┌────────

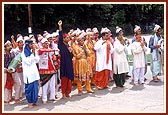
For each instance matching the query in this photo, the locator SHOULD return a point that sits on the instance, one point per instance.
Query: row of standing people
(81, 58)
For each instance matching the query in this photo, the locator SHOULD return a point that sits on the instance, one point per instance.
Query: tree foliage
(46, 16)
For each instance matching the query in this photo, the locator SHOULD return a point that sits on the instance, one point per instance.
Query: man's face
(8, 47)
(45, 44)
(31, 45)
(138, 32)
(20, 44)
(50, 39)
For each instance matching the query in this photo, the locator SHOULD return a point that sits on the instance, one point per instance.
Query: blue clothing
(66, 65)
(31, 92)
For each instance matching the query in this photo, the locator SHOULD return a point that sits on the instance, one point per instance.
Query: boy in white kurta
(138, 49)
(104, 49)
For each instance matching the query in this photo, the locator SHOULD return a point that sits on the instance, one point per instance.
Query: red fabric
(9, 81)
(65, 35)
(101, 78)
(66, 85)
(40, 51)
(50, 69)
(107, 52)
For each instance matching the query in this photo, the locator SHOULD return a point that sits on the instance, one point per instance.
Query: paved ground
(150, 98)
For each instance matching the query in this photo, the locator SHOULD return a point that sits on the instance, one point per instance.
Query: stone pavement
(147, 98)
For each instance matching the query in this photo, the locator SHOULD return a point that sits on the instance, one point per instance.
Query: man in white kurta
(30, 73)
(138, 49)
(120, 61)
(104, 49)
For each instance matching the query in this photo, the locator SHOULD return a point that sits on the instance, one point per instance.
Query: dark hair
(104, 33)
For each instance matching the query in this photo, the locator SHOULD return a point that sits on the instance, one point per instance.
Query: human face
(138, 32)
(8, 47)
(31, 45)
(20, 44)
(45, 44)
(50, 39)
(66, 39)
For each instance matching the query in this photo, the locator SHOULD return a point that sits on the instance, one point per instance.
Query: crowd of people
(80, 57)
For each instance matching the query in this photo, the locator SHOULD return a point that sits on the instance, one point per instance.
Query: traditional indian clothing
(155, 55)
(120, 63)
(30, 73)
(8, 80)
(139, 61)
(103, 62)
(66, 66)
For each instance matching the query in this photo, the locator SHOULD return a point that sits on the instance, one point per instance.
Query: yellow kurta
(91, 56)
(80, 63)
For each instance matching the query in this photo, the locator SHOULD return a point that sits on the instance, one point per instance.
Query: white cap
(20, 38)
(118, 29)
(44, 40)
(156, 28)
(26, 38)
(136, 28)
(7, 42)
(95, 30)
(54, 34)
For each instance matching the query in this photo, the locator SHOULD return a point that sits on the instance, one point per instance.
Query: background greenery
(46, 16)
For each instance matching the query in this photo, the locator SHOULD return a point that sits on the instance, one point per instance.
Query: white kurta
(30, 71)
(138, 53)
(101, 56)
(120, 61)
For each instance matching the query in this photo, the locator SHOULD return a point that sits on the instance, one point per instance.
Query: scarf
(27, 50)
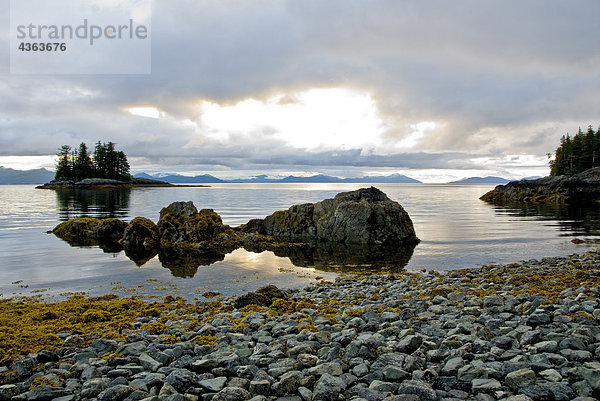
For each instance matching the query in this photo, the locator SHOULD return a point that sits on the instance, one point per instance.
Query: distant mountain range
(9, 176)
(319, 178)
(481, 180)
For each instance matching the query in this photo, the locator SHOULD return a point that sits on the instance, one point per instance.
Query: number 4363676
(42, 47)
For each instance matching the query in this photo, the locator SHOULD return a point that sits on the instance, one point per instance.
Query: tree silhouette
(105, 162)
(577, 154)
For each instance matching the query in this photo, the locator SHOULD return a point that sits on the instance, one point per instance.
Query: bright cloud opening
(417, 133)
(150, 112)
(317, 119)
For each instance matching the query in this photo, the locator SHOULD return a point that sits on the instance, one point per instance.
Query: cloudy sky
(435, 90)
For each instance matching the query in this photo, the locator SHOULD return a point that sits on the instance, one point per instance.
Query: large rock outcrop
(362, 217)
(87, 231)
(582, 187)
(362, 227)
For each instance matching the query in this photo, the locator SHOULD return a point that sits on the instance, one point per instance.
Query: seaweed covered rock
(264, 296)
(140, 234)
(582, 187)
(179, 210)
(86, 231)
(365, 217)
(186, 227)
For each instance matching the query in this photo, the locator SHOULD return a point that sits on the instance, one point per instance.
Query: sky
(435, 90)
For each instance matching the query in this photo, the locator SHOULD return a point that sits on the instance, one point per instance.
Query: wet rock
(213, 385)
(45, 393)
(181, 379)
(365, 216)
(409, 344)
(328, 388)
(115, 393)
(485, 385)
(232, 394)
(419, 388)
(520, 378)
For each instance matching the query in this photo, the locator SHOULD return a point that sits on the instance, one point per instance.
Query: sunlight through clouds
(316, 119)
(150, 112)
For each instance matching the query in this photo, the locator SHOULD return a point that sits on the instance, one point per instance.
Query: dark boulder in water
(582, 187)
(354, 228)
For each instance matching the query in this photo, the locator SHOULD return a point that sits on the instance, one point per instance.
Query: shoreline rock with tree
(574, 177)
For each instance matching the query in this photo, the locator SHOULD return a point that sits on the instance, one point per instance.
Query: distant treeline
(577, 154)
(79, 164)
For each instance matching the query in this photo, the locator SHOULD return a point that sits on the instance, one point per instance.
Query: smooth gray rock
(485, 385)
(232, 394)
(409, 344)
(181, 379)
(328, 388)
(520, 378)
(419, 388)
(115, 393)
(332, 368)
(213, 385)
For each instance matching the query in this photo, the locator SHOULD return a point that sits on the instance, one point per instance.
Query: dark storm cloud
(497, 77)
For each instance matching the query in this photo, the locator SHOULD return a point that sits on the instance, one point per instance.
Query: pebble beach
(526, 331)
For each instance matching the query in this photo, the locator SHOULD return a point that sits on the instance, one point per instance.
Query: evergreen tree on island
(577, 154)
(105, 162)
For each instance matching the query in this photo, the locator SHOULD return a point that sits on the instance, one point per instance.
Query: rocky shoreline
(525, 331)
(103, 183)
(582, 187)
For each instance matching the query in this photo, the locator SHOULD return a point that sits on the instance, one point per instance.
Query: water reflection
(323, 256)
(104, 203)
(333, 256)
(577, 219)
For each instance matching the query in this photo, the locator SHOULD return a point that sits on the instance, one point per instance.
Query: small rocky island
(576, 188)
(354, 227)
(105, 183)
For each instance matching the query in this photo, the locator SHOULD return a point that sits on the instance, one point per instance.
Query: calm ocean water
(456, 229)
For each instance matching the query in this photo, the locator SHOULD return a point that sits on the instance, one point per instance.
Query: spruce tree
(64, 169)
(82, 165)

└────────
┌────────

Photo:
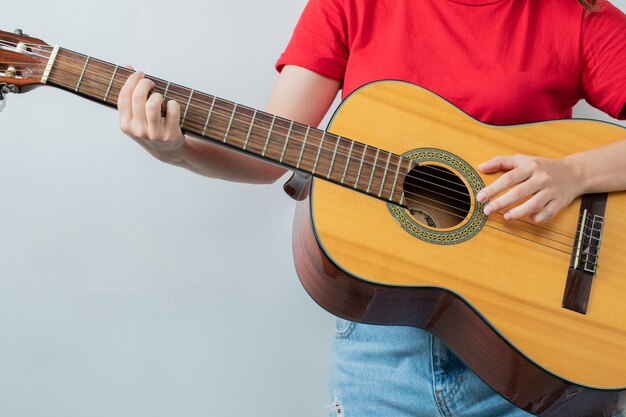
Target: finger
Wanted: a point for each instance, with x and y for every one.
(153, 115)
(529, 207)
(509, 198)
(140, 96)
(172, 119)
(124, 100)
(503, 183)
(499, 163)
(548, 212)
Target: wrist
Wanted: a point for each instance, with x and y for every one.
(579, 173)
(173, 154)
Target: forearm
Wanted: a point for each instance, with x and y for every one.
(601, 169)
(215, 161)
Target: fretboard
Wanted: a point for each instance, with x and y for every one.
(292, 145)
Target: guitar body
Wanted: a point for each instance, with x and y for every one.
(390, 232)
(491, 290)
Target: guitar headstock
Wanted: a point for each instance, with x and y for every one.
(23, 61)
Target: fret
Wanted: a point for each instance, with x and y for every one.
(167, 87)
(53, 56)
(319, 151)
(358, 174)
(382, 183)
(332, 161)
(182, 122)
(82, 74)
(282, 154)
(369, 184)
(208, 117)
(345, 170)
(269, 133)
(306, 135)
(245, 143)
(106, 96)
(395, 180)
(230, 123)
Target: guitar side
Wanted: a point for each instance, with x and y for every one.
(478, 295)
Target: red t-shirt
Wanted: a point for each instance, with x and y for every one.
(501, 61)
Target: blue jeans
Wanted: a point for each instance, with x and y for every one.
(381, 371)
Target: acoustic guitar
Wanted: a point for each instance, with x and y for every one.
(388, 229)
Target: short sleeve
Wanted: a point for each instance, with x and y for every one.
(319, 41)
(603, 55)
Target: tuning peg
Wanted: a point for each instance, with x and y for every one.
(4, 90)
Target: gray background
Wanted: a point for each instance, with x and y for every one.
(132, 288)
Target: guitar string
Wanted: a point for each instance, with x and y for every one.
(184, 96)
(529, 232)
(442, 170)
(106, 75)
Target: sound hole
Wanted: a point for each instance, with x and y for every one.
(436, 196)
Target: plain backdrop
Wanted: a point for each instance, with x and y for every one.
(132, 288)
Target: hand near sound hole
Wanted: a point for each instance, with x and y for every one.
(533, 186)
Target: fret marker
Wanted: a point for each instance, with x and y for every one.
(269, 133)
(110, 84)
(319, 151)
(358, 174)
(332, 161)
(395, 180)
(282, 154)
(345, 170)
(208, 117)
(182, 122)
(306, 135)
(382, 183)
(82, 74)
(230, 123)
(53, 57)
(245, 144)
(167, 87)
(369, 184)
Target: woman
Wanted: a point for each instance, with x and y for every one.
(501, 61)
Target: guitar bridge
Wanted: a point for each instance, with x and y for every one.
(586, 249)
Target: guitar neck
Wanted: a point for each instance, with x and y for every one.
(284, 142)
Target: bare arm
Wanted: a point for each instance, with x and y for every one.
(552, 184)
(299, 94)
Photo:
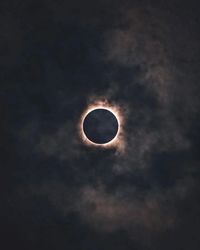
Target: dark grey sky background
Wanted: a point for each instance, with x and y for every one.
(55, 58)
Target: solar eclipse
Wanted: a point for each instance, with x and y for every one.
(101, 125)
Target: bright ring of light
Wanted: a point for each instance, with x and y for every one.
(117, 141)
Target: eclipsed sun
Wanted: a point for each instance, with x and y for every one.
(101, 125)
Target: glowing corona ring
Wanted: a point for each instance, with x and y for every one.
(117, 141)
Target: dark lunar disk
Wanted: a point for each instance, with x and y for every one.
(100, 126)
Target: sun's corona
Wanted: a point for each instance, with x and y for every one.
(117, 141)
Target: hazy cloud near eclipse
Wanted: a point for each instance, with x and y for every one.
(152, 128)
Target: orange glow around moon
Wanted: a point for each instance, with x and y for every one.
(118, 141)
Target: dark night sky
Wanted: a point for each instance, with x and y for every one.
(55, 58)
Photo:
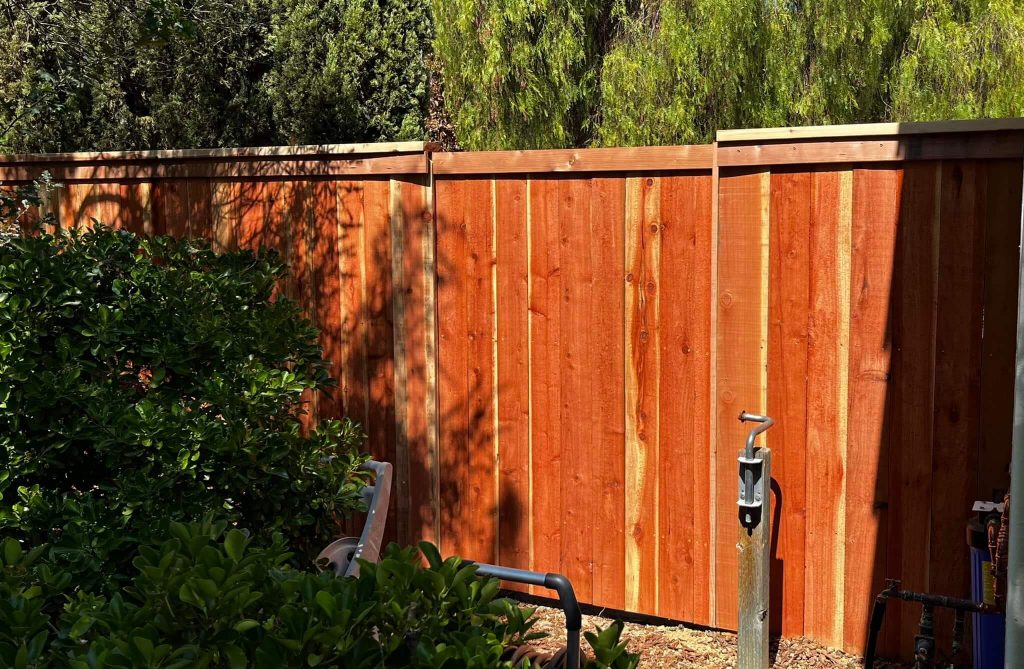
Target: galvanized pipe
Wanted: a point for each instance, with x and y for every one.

└────────
┌────────

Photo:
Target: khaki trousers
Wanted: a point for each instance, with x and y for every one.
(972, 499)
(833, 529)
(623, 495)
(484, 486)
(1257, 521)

└────────

*Assignment:* Lines from the one above containing "Target: hand near sound hole" down to the one containing "Target: hazy cloud near eclipse" should be transcribed exactly, with both ends kept and no pictures.

*Answer space:*
Target: hand near sound hole
Wanted: a point for each instance, with x and y for every one.
(533, 186)
Target: fret marker
Wanted: a point for each instance, with x and y for every one.
(269, 133)
(110, 84)
(319, 151)
(358, 174)
(332, 161)
(395, 180)
(282, 154)
(345, 170)
(208, 117)
(182, 122)
(306, 135)
(382, 183)
(82, 74)
(230, 123)
(53, 57)
(245, 144)
(167, 87)
(369, 184)
Target: woman
Wanted: a point for each instance, with x and y for every one.
(501, 61)
Target: guitar bridge
Wanted: a point for each instance, with x and y for every one.
(586, 249)
Target: guitar neck
Wanted: a point for each instance, with x and y for every one.
(284, 142)
Target: bare arm
Wanted: a point for each instance, with x and y for every one.
(552, 184)
(299, 94)
Photo:
Target: dark grey sky background
Wanted: a point for each instance, with x and y for every one.
(55, 58)
Target: solar eclipse
Wanted: a point for each instance, with x and y for every one.
(101, 125)
Target: bright ring of light
Wanted: a point for each instance, with x and y for every one.
(117, 141)
Target: eclipsed sun
Wanted: a point for each instance, with x and y for every one.
(101, 125)
Target: glowing corona ring
Wanted: a point for each instance, with x and y for every one.
(117, 141)
Target: dark lunar disk
Wanted: a point for each instance, with x and y for every one.
(100, 126)
Target: sun's corona
Wanted: a point for each instance, with x and y for every one.
(117, 141)
Target: hazy cloud near eclipse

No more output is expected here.